- _EXERCISE_: Transcribe each line below without altering anything.

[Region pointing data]
*** Begin section ***

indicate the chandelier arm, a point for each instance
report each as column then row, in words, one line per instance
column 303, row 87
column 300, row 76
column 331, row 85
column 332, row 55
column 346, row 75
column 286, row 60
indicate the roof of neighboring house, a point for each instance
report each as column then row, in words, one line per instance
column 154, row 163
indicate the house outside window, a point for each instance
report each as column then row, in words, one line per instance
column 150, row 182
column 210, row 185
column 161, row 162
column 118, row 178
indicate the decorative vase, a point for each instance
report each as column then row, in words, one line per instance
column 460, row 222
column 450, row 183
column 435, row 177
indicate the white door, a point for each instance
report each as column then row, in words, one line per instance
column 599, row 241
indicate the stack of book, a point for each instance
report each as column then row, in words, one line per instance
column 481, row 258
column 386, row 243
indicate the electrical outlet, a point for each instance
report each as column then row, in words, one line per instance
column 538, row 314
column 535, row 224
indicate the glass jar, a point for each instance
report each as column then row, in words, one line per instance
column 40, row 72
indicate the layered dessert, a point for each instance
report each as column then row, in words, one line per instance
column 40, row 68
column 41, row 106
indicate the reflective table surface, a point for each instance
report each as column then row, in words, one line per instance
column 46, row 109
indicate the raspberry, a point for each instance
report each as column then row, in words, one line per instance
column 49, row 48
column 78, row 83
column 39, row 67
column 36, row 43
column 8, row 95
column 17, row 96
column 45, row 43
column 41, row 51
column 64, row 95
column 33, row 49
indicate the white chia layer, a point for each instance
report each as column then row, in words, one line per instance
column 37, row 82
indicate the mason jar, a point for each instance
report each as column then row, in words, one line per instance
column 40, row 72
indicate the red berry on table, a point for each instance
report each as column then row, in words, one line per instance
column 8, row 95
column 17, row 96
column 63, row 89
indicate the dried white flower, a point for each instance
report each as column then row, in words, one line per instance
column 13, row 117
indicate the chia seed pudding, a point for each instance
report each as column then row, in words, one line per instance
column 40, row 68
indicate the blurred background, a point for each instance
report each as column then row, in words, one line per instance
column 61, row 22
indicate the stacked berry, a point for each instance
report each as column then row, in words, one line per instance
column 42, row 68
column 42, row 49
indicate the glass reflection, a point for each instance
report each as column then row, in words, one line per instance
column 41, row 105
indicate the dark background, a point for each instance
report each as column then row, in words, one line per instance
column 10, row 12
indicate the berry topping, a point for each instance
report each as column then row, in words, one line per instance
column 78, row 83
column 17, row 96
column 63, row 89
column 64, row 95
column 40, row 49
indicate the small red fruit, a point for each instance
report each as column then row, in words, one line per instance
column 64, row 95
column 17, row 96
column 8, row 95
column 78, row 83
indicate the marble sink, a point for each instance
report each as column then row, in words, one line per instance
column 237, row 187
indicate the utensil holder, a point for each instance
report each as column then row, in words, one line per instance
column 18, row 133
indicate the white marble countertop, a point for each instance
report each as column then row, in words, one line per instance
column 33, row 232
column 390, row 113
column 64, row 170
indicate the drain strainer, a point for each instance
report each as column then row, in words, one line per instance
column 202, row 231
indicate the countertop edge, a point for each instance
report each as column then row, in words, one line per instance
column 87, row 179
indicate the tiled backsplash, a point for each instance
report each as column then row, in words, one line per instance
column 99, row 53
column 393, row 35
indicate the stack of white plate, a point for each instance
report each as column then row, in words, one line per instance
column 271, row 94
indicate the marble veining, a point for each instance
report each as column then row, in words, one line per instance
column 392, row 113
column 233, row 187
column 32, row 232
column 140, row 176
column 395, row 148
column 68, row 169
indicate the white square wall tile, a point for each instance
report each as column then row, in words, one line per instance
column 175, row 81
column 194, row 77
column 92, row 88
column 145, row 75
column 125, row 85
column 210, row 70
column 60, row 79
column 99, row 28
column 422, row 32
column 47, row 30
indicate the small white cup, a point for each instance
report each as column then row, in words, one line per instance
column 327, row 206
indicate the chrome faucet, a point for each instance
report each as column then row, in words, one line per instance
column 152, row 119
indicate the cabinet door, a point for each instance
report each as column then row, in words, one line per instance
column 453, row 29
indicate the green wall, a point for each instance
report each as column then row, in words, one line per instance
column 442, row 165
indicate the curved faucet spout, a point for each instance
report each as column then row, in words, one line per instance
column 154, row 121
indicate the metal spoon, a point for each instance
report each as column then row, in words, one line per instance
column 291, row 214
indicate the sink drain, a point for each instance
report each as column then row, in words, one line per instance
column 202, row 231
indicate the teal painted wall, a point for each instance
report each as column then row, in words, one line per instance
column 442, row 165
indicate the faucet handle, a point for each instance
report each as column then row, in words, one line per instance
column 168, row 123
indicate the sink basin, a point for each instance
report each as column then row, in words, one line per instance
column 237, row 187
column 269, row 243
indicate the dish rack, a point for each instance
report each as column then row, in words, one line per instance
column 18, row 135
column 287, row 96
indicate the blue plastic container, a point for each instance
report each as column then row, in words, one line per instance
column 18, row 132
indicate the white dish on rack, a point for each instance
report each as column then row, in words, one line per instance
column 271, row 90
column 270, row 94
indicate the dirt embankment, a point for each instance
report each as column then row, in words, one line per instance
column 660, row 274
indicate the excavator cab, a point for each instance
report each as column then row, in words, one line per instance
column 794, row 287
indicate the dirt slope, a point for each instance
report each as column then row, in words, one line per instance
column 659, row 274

*** End section ***

- _SOLUTION TO THE PROBLEM_:
indicate the chandelier arm, a point for each instance
report each as column then row, in words, one line per instance
column 303, row 87
column 300, row 76
column 331, row 85
column 332, row 55
column 346, row 75
column 286, row 60
indicate the roof of neighboring house, a point for each instance
report each as column then row, in words, one line per instance
column 154, row 163
indicate the house outside window, a point for each instance
report each as column then row, in words, one line per instance
column 150, row 182
column 210, row 185
column 161, row 162
column 118, row 178
indicate the decorative vase, a point for each instance
report each as column then row, in words, one line per instance
column 460, row 222
column 450, row 183
column 435, row 177
indicate the white door, a point for each instance
report each as column then row, in words, one line per instance
column 599, row 241
indicate the stack of book, a point for each instance
report each as column then row, in words, one line per instance
column 481, row 258
column 386, row 243
indicate the electrical outlet, a point for each instance
report each as column then row, in words, one line per instance
column 538, row 314
column 535, row 224
indicate the glass jar, a point for each instance
report each as column then row, in words, one line per instance
column 40, row 72
indicate the layered dessert, a point for each instance
report each as column then row, in words, one line per instance
column 40, row 68
column 41, row 106
indicate the reflective table surface, a point for each instance
report each as column then row, in words, one line per instance
column 46, row 109
indicate the raspberry, a point for each instance
report each as column then row, in words, one line per instance
column 49, row 48
column 78, row 83
column 39, row 67
column 36, row 43
column 8, row 95
column 17, row 96
column 45, row 43
column 41, row 51
column 64, row 95
column 33, row 49
indicate the white chia layer, a point for each instance
report each as column then row, in words, one line per instance
column 37, row 82
indicate the mason jar, a point for each instance
report each as column then row, in words, one line per instance
column 40, row 72
indicate the red berry on table, a point for each instance
report each as column then row, in words, one line per instance
column 8, row 95
column 17, row 96
column 63, row 89
indicate the dried white flower, a point for each instance
report each as column then row, in words, one line per instance
column 13, row 117
indicate the chia seed pudding, a point for each instance
report each as column then row, in words, one line per instance
column 40, row 68
indicate the blurred background, a point for each instance
report each as column then row, in words, one line per instance
column 61, row 22
indicate the stacked berry, a point for each instance
report each as column then row, in words, one line per instance
column 42, row 68
column 42, row 49
indicate the glass reflection, a point for each instance
report each as column then row, in words, one line per instance
column 41, row 105
indicate the dark background, a point for each instance
report each as column then row, in words, one line per instance
column 10, row 12
indicate the berry topping, a point for each instance
report each as column then row, in words, one line per instance
column 78, row 83
column 17, row 96
column 63, row 89
column 64, row 95
column 40, row 49
indicate the small red fruit, a point for each instance
report each as column then row, in words, one line per instance
column 64, row 95
column 17, row 96
column 8, row 95
column 78, row 83
indicate the marble sink, a point for each instance
report each as column then row, in words, one line per instance
column 237, row 187
indicate the utensil holder, a point for each instance
report each as column then row, in words, one line per instance
column 18, row 133
indicate the white marble countertop, a point for each instance
report each as column then row, in words, one line per instance
column 33, row 232
column 390, row 113
column 64, row 170
indicate the drain strainer, a point for each instance
report each as column then row, in words, one line per instance
column 202, row 231
indicate the countertop edge, a point for each instance
report each as column then row, in words, one line per instance
column 87, row 179
indicate the tiled backsplash, a point for each instance
report each as column then row, in words, one line per instance
column 99, row 53
column 393, row 35
indicate the stack of white plate, a point for each instance
report each as column then row, in words, one line per instance
column 271, row 94
indicate the marble veining, a point for each instance
report each as column then row, in words, one line per instance
column 392, row 113
column 233, row 187
column 32, row 232
column 140, row 176
column 395, row 148
column 68, row 169
indicate the white square wall tile, a point for each instance
report each as column then row, in words, one line per instance
column 175, row 81
column 194, row 77
column 92, row 88
column 145, row 75
column 125, row 85
column 210, row 70
column 60, row 79
column 99, row 28
column 422, row 32
column 47, row 30
indicate the small white cup, a point for each instance
report each as column then row, in words, one line per instance
column 327, row 206
indicate the chrome faucet, a point for each instance
report each as column then row, in words, one line per instance
column 152, row 119
indicate the cabinet door, a point for each instance
report each as column then row, in words, one line per instance
column 453, row 29
indicate the green wall, a point for each instance
report each as column then row, in words, one line per instance
column 442, row 165
indicate the curved faucet spout, a point for each instance
report each as column then row, in words, one line per instance
column 154, row 121
indicate the metal spoon, a point for each instance
report each as column then row, in words, one line per instance
column 291, row 214
indicate the sink drain, a point for each instance
report each as column then row, in words, one line per instance
column 202, row 231
indicate the teal painted wall, a point for each instance
report each as column then row, in words, one line per instance
column 442, row 165
indicate the faucet handle, a point for each instance
report each as column then row, in words, one line per instance
column 168, row 123
indicate the sink basin, a point for each instance
report each as column then row, in words, one line per instance
column 237, row 187
column 269, row 243
indicate the dish rack, a point for each instance
report each as column then row, in words, one line per instance
column 18, row 135
column 287, row 96
indicate the blue plastic container, a point for each instance
report each as column then row, in words, one line per instance
column 18, row 132
indicate the white dish on rack, a point for each instance
report each as column then row, in words, one line per instance
column 271, row 90
column 270, row 94
indicate the dirt embankment, a point for each instance
report each as column then row, in words, one line per instance
column 660, row 274
indicate the excavator cab, a point for each instance
report each as column then row, in words, one line per instance
column 794, row 287
indicate the dirt slope, a point for each instance
report each as column then row, in words, one line per instance
column 659, row 274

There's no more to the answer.